### [WORK INSTRUCTIONS]
Copy verbatim the block of lines in the entries below whose first line contains "Could you please point out the ivy" and whose last line contains "Could you please point out the rough". Leave out all other lines.

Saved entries
*** Block opens ***

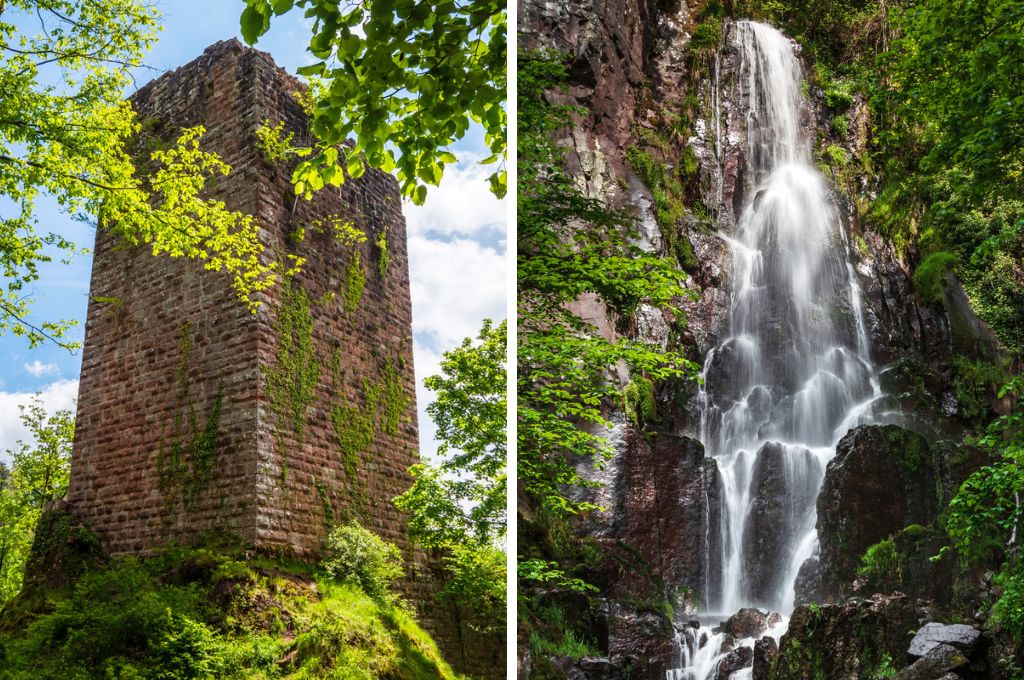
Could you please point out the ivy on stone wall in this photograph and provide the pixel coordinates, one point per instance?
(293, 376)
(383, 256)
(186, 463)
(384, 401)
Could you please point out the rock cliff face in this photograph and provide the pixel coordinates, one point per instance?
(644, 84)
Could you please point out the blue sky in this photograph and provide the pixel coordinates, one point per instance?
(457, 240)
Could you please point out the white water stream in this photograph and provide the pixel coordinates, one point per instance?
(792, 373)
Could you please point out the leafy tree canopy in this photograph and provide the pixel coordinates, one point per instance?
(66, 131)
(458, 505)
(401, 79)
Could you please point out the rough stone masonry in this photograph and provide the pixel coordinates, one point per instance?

*** Block closes ***
*** Block opens ***

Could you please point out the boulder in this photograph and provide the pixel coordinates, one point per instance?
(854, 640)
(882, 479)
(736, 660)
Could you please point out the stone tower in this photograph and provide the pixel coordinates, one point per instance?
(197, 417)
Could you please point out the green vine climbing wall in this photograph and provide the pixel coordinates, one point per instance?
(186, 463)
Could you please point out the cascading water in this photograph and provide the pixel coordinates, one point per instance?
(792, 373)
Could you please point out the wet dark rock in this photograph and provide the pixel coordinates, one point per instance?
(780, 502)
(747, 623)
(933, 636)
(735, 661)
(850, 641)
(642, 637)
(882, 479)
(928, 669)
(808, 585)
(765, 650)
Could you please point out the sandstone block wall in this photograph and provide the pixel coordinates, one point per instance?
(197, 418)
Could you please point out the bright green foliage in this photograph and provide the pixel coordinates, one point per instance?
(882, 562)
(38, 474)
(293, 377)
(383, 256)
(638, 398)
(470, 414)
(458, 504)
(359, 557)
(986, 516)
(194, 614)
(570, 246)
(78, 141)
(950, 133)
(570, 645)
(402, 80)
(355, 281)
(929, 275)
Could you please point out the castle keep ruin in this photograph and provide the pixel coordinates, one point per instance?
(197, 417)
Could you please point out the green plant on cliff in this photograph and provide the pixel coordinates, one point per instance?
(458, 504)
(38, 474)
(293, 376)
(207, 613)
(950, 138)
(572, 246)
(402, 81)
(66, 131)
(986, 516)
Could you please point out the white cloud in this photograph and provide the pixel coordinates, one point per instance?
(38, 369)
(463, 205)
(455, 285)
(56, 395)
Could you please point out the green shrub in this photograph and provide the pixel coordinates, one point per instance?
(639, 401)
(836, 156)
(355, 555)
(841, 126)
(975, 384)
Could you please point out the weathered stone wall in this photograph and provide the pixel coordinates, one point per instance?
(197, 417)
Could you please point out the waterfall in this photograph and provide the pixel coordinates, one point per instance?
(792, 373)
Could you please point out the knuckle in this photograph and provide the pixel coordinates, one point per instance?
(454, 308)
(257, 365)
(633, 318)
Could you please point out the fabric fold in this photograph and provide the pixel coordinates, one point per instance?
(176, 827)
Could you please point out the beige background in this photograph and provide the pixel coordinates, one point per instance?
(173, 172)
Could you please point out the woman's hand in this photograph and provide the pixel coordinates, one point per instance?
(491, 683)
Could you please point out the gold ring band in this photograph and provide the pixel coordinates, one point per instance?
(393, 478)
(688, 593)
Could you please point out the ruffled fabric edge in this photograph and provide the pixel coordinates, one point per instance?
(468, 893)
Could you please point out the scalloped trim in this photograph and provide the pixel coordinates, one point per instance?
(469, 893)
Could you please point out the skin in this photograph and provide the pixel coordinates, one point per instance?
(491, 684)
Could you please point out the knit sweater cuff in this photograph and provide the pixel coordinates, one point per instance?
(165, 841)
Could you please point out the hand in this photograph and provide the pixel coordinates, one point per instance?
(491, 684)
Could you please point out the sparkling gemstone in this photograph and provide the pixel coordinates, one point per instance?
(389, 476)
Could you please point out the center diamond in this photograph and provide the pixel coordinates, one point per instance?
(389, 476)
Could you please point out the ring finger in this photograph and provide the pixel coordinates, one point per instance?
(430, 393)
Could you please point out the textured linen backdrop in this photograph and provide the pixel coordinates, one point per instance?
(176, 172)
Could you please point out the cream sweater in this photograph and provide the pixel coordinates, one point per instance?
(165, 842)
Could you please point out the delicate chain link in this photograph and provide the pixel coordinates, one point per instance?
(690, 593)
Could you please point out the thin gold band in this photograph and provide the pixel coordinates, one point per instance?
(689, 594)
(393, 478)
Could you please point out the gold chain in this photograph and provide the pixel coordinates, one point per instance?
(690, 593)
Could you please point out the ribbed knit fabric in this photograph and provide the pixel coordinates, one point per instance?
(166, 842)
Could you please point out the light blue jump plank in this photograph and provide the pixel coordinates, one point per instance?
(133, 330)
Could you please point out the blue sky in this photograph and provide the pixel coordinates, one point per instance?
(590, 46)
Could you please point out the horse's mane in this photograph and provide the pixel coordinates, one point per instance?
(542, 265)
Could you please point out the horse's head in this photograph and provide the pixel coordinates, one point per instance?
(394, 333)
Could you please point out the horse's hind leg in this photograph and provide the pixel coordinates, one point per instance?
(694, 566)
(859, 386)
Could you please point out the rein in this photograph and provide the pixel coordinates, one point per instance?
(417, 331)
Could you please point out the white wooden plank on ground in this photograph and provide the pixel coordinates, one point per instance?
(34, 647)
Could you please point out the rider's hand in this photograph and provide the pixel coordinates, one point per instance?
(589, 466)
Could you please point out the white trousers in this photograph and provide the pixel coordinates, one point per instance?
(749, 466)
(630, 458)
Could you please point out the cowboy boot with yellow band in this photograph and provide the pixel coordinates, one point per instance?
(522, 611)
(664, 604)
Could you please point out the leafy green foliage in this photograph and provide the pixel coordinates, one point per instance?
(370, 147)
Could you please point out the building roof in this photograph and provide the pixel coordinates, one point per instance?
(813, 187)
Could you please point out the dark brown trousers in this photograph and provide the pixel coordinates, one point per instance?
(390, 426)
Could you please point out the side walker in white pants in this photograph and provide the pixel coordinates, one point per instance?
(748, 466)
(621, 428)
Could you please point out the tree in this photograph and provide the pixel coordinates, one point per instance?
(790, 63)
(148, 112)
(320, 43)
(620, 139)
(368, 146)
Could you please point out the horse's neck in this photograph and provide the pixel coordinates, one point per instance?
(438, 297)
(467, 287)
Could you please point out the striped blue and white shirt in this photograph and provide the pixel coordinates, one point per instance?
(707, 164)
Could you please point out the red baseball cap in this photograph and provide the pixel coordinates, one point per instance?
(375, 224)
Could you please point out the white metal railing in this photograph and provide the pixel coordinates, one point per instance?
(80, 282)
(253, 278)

*** Block closes ***
*** Block opens ***

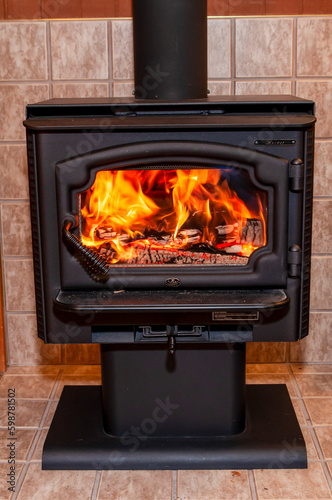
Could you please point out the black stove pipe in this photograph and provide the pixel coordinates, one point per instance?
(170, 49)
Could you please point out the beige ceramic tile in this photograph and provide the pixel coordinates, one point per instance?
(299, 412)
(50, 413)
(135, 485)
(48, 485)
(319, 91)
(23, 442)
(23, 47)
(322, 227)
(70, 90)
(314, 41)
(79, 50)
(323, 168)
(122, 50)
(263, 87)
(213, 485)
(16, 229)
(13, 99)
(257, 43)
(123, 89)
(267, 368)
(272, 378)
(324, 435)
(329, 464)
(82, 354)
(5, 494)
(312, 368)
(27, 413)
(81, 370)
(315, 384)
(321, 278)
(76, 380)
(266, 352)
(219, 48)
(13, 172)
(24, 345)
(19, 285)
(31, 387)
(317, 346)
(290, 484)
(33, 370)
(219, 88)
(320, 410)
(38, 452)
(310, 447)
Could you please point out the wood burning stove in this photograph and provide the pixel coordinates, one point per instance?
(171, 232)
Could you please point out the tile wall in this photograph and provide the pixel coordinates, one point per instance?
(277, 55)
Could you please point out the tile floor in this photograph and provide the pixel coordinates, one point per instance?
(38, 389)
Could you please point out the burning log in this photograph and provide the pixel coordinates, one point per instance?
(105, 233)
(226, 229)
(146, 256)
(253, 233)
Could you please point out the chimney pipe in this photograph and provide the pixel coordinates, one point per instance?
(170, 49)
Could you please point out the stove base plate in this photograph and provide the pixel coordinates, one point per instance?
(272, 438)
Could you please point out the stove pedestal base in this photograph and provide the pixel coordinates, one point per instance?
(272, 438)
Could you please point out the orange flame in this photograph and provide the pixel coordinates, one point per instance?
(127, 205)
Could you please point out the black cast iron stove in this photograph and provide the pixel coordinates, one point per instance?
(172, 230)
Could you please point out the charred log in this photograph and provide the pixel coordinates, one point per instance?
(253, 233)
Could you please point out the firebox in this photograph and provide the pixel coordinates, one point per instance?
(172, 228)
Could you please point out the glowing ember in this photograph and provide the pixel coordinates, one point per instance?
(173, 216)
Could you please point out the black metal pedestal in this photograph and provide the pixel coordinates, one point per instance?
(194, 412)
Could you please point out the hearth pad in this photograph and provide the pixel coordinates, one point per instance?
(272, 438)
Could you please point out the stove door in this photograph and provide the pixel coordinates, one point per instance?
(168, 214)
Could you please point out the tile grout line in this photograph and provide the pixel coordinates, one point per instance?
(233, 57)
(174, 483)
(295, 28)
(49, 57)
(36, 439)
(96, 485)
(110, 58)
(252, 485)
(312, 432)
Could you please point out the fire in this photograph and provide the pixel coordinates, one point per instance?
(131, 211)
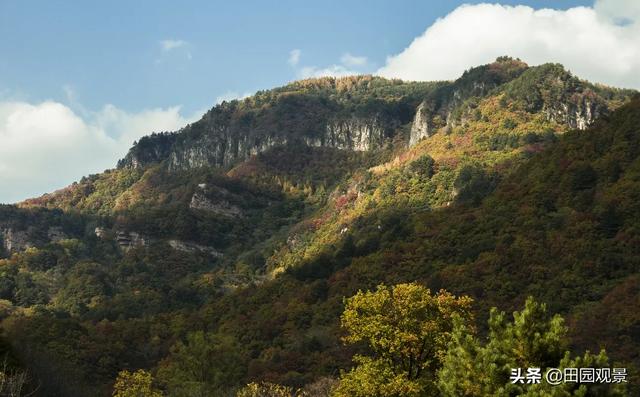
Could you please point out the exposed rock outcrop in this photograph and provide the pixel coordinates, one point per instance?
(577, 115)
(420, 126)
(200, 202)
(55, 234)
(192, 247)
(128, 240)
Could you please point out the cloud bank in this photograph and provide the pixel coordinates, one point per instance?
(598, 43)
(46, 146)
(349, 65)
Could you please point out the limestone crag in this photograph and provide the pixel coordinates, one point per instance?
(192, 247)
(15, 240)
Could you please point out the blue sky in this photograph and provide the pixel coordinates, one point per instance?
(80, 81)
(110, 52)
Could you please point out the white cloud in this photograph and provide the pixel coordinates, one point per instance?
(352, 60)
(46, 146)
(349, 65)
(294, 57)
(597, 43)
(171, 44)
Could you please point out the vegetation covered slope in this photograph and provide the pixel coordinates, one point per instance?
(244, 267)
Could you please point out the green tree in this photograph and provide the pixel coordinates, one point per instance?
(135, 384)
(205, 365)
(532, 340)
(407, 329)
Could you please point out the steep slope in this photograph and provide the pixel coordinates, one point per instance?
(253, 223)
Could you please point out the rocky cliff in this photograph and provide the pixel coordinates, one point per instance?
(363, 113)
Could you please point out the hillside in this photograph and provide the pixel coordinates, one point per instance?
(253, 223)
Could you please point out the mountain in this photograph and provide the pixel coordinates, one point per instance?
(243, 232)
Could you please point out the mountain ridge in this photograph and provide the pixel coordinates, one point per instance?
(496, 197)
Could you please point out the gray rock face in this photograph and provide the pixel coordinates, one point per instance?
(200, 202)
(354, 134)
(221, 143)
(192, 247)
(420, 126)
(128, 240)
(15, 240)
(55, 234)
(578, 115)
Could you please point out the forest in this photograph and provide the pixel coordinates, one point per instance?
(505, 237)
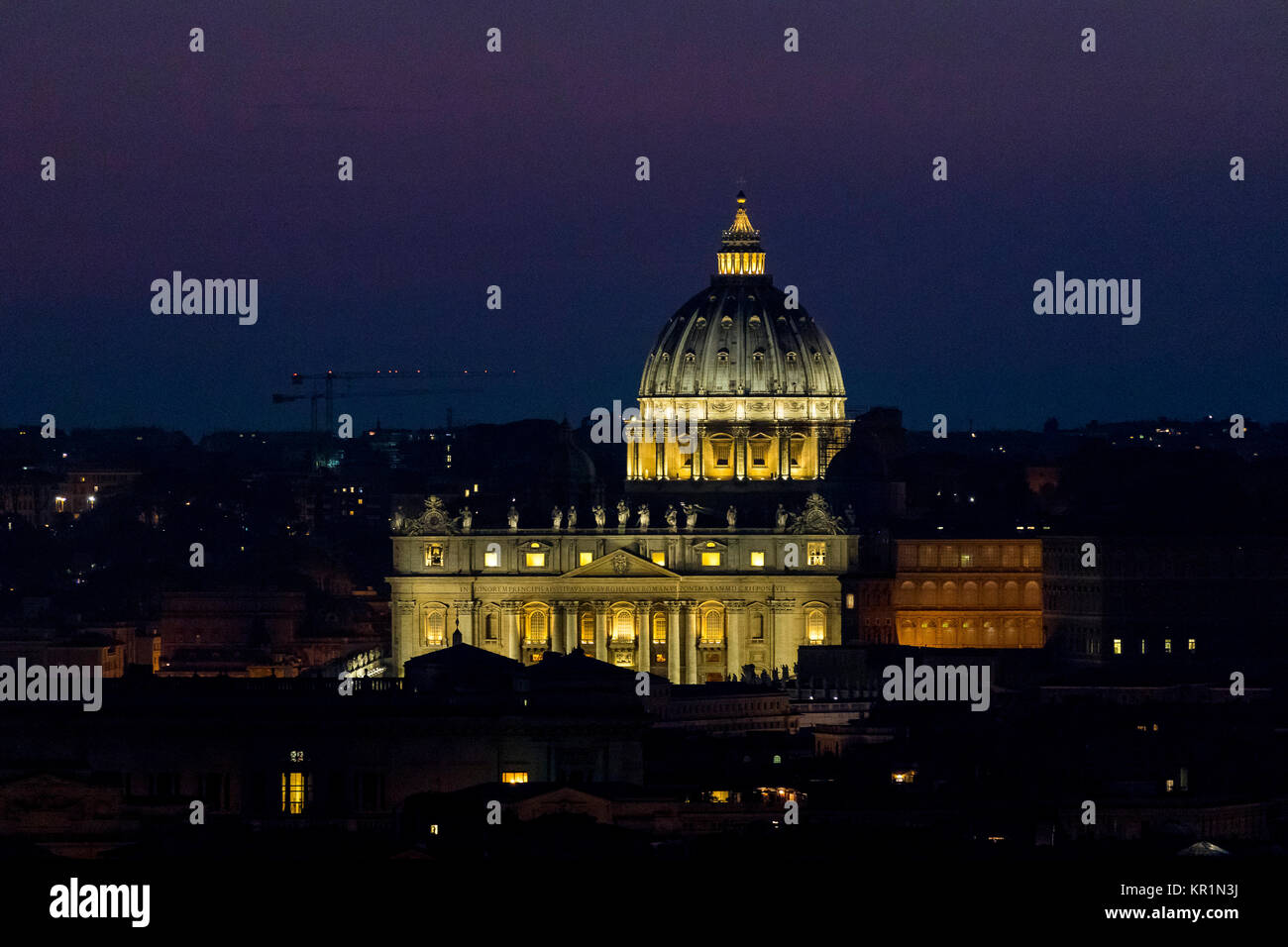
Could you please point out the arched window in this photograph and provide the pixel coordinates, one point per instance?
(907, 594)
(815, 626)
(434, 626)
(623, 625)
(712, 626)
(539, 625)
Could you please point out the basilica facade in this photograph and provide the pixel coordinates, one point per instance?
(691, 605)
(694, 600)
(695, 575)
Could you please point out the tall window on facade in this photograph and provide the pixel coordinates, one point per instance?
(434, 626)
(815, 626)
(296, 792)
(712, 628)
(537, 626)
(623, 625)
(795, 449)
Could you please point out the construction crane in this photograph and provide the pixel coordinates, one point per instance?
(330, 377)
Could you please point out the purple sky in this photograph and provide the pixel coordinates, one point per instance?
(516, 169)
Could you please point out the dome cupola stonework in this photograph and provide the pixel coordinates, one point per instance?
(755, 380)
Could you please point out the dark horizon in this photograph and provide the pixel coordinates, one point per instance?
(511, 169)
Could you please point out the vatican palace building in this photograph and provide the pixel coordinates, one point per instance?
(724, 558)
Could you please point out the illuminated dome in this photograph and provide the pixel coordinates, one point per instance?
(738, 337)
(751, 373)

*** Block closes ***

### [EXERCISE ANSWER]
Could you please point out the ivy on stone wall in this photograph and provide the pixel coordinates, one point per instance?
(293, 376)
(383, 256)
(186, 463)
(384, 401)
Could you please point out the rock cliff face in this photograph and provide the pixel coordinates, one point per instance?
(644, 84)
Could you please point out the blue sky in this photograph and provide the pixel coordinates, one point per instance?
(457, 240)
Could you please point out the white water stream in this photograph and provide the pixel coordinates, one point per instance?
(792, 373)
Could you please point out the leafy tree canopy in this photograph and provide the pixel coordinates, one point per instance?
(66, 131)
(458, 505)
(401, 79)
Could you please point out the rough stone masonry in this photograph and provide the pixel coordinates, one point per instance?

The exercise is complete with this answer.